Fernando de Amorim
Biarritz, le 23 août 2025
Faire comme, c’est faire semblant et le semblant engage le Moi, non l’être. C’est avec l’être sur la voie de l’Autre barré que le psychanalyste compte, car c’est sur cette voie que l’être peut devenir sujet, peut-être même devenir psychanalyste, si son désir est de la partie. La voie du Moi accouche d’un Moi fort, un Moi cerbère de ses propres organisations intramoïques, un Moi haineux, faible, envieux, un Moi serviteur d’un autrui. Cette voie est utilisée par les techniques de dressage et les faiseurs de miracles.
Comment penser – voire repenser – la psychanalyse si, à aucun moment, la position du psychanalyste n’est évoquée dans la réflexion ? D’ailleurs, comment avoir une réflexion sur la psychanalyse si celui qui est censé réfléchir sur la psychanalyse la présente en tant qu’analyse et se dit lui-même tantôt analyste tantôt psychanalyste, ou encore tantôt universitaire tantôt psychanalyste et psychologue clinicien ou psychiatre-psychanalyste ?
L’analyste n’a pas de préjugés parce qu’il n’est pas responsable de son action. Il ne sait pas ce qu’il fait. C’est un innocent.

=====

• TÂCHE À RÉALISER A: D'après le texte sur la psychanalyse, qui utilise la voie du Moi ?
• TÂCHE À RÉALISER B: Recopiez le passage du texte sur la psychanalyse qui commence par « Comment penser – » et se termine par « C’est un innocent. ».

(Données de pointage par région)
=====

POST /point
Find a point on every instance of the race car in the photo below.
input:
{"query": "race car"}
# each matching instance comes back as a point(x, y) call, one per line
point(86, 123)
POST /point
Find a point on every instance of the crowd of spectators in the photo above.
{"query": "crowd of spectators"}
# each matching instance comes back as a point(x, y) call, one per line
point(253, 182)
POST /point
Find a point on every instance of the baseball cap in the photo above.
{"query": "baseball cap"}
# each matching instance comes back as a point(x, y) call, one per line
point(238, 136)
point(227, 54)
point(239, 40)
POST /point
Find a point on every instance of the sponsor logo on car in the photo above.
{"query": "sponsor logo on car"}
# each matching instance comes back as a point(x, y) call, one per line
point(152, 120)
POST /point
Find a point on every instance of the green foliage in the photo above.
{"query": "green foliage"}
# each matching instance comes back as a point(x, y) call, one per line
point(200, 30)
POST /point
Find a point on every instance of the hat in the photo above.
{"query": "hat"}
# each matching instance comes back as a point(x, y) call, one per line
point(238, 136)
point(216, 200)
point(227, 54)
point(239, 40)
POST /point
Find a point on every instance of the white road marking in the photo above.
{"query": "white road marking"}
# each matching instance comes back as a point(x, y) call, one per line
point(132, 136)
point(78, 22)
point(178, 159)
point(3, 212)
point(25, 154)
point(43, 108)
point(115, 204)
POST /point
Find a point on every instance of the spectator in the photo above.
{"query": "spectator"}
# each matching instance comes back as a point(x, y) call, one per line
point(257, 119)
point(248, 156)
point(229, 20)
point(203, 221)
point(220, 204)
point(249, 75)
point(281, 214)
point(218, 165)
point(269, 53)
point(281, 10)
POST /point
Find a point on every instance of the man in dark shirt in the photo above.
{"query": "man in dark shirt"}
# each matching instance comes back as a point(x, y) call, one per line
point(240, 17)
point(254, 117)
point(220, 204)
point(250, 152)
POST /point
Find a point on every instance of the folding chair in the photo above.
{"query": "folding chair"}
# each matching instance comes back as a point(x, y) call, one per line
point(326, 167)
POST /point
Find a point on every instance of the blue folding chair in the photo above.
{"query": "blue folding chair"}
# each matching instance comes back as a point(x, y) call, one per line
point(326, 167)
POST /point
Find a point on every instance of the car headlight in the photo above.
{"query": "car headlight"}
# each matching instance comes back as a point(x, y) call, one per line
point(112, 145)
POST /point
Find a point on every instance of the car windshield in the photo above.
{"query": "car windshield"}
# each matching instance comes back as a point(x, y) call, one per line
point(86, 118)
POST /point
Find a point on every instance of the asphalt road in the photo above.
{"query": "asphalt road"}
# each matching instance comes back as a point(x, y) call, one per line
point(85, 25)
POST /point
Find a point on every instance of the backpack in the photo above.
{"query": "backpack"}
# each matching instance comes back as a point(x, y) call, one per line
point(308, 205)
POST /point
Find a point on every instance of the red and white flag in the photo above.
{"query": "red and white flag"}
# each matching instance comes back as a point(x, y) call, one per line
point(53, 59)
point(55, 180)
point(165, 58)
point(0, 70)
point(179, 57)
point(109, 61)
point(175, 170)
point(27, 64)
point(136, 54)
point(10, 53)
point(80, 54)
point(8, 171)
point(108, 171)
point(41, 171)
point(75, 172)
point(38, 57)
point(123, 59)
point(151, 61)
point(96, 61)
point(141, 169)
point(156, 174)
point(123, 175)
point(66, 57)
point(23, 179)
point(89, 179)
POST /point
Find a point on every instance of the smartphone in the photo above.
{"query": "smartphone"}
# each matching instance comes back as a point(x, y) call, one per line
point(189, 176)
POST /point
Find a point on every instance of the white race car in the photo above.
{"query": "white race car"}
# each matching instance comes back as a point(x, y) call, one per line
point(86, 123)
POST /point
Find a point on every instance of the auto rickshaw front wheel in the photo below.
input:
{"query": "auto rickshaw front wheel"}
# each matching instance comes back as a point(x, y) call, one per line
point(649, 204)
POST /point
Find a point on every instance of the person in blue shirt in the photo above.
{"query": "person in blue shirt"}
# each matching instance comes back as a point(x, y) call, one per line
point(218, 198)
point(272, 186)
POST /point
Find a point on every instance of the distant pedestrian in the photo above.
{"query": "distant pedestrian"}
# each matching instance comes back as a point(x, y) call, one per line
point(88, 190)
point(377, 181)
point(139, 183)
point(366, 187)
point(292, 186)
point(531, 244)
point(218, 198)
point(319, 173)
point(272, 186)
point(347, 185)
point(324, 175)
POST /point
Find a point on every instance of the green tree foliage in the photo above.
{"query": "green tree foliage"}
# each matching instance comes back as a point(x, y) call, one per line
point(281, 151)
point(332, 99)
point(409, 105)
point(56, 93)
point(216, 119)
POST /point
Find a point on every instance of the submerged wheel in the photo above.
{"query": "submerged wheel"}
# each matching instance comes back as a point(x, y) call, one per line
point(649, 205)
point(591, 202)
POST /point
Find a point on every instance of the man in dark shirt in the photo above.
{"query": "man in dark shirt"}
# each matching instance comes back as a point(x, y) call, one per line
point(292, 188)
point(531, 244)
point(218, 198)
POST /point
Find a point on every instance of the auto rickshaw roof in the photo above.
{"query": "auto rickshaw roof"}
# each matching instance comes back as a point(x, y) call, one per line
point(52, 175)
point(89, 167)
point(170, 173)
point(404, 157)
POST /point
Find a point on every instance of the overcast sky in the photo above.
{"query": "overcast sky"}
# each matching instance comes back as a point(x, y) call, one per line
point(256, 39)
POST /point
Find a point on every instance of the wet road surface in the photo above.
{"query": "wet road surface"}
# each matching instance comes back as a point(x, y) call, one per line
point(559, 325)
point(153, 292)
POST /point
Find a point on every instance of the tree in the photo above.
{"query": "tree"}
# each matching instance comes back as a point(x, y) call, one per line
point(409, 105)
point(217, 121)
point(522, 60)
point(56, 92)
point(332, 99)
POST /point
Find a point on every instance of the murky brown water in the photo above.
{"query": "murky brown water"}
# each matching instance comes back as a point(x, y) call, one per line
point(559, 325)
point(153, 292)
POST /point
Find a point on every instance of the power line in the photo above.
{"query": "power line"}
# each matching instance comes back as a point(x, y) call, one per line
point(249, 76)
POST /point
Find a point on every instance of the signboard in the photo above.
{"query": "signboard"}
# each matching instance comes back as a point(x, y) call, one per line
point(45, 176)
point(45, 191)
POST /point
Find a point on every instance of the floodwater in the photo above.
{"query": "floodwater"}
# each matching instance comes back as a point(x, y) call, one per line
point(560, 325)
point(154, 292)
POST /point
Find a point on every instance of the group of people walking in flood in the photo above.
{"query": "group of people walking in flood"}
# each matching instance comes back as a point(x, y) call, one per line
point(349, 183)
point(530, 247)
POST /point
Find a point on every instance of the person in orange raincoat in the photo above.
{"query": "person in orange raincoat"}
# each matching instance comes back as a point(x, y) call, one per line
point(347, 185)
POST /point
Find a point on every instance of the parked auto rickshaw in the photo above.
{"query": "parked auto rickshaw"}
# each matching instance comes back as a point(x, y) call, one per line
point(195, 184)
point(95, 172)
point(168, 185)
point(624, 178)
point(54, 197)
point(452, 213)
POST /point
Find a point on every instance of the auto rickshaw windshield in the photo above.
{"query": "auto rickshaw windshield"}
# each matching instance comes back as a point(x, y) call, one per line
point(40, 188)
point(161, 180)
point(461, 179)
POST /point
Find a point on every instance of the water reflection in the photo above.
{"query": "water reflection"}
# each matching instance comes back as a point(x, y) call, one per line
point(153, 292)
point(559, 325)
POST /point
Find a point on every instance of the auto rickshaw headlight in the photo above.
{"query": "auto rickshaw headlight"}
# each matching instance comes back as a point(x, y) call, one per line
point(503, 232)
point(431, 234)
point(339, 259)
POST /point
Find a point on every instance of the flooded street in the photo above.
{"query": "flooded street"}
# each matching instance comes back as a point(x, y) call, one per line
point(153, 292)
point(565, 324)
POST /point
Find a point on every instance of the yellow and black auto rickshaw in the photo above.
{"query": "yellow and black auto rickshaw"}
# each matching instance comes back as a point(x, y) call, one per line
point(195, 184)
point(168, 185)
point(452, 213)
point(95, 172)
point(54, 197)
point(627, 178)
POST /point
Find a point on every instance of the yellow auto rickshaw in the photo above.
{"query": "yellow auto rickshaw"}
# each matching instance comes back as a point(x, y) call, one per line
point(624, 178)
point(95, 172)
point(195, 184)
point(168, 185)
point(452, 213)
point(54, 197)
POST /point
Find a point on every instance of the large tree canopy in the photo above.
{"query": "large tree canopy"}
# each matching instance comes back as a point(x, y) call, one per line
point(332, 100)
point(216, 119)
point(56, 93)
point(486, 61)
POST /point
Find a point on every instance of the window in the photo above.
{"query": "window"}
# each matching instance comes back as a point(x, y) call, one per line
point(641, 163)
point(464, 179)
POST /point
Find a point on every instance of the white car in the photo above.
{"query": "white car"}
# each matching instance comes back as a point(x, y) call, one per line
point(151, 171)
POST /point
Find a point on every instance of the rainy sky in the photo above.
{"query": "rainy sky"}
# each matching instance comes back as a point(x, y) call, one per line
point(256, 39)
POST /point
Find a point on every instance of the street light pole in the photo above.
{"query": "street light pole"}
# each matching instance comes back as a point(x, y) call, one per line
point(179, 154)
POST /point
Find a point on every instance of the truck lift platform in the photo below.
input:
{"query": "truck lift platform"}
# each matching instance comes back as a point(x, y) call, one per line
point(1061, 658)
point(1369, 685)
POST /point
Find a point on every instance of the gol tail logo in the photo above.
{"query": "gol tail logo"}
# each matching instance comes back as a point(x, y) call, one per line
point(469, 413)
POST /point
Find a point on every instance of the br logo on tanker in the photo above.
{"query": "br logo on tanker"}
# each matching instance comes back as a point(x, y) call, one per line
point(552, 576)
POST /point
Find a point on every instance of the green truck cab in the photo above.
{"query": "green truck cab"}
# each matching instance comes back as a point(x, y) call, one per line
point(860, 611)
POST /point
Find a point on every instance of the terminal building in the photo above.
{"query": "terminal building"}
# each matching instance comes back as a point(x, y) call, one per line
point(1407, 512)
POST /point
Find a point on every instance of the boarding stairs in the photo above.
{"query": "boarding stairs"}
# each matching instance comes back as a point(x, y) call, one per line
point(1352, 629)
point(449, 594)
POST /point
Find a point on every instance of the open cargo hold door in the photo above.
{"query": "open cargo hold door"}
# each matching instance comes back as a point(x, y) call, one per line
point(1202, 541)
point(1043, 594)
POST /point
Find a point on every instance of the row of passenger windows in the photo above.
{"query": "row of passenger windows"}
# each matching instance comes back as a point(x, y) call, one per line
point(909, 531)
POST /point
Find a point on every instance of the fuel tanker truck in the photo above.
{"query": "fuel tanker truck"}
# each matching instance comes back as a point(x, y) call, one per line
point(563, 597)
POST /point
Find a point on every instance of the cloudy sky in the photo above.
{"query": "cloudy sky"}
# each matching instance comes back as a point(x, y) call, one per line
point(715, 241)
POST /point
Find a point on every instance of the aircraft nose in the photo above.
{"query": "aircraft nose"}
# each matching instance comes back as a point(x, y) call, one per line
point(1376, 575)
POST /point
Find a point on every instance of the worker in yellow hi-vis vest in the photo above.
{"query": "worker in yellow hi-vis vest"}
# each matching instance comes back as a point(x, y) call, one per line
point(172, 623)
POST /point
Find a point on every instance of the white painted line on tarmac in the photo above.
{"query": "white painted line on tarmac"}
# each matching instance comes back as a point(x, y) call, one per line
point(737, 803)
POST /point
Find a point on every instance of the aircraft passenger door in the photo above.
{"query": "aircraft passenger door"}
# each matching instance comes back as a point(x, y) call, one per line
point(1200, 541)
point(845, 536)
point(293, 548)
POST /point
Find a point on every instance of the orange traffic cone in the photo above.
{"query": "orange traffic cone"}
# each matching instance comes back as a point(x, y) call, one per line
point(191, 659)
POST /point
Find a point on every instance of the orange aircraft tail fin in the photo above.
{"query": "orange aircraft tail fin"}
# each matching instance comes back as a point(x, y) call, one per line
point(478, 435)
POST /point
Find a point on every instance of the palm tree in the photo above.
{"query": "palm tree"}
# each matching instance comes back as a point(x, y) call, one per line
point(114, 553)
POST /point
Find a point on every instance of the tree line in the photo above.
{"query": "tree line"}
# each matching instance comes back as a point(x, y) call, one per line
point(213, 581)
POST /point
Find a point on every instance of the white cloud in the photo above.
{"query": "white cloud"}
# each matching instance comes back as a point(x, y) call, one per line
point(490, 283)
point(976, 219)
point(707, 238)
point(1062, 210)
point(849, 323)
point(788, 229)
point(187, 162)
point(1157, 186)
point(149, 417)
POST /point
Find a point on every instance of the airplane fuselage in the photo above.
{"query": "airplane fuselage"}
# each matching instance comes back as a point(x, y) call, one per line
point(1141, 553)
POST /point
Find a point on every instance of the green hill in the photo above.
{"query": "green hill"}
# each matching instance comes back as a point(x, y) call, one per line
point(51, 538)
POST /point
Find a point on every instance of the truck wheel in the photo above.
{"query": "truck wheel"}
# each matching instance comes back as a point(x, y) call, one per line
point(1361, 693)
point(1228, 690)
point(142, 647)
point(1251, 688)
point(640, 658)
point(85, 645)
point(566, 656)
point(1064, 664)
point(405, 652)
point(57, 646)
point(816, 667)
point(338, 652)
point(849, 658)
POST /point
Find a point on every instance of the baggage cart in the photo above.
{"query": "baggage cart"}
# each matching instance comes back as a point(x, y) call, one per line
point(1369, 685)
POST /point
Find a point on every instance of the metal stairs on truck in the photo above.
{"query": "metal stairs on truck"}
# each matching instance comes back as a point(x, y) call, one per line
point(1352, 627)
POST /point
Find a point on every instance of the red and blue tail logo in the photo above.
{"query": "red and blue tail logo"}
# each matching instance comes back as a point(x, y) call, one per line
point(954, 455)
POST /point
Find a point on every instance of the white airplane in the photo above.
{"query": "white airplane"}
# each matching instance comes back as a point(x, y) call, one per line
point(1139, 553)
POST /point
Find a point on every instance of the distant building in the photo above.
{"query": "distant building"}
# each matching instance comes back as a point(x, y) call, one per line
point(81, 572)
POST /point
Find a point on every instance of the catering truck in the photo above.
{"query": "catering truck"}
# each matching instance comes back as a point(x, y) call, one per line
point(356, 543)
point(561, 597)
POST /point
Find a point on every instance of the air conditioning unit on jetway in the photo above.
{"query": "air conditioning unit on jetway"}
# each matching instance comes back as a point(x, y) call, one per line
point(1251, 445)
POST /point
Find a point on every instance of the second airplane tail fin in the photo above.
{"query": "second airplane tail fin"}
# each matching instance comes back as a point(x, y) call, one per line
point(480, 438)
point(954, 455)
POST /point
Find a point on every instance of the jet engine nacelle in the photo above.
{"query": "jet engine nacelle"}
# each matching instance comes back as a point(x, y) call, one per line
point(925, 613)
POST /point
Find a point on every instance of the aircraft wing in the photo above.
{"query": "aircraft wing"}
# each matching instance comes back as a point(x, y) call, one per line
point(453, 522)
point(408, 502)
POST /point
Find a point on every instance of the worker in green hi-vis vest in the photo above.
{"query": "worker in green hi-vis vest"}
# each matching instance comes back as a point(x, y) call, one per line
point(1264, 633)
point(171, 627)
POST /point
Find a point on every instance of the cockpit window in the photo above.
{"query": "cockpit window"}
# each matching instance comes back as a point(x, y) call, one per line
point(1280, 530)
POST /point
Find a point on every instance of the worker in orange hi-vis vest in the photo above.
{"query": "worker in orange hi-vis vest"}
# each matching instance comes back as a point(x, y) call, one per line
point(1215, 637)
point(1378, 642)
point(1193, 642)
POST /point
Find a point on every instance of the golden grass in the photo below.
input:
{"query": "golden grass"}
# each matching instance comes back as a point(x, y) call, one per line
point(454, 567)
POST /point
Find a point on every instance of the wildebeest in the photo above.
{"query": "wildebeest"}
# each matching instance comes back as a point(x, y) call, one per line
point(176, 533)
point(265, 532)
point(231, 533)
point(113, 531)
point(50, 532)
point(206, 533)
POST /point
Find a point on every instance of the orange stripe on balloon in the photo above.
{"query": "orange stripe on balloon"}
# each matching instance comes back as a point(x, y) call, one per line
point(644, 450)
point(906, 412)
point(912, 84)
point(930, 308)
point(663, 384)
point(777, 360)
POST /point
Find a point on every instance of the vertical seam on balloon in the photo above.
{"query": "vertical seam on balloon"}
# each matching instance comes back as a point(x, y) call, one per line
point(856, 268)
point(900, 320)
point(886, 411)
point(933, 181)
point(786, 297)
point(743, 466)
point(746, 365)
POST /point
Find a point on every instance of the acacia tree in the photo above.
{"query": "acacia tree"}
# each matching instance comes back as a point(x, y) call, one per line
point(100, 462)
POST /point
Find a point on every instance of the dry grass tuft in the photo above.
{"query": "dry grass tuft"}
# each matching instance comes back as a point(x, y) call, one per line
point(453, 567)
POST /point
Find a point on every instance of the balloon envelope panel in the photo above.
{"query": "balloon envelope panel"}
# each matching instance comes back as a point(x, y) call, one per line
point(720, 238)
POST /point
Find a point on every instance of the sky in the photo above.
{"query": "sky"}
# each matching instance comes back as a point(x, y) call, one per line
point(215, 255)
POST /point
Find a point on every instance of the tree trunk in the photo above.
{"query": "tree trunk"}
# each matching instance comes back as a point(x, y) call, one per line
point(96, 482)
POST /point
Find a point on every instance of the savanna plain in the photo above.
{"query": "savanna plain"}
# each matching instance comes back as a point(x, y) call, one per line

=====

• ZONE DE RÉPONSE A: Les techniques de dressage et les faiseurs de miracles.

• ZONE DE RÉPONSE B:
Comment penser – voire repenser – la psychanalyse si, à aucun moment, la position du psychanalyste n’est évoquée dans la réflexion ? D’ailleurs, comment avoir une réflexion sur la psychanalyse si celui qui est censé réfléchir sur la psychanalyse la présente en tant qu’analyse et se dit lui-même tantôt analyste tantôt psychanalyste, ou encore tantôt universitaire tantôt psychanalyste et psychologue clinicien ou psychiatre-psychanalyste ?
L’analyste n’a pas de préjugés parce qu’il n’est pas responsable de son action. Il ne sait pas ce qu’il fait. C’est un innocent.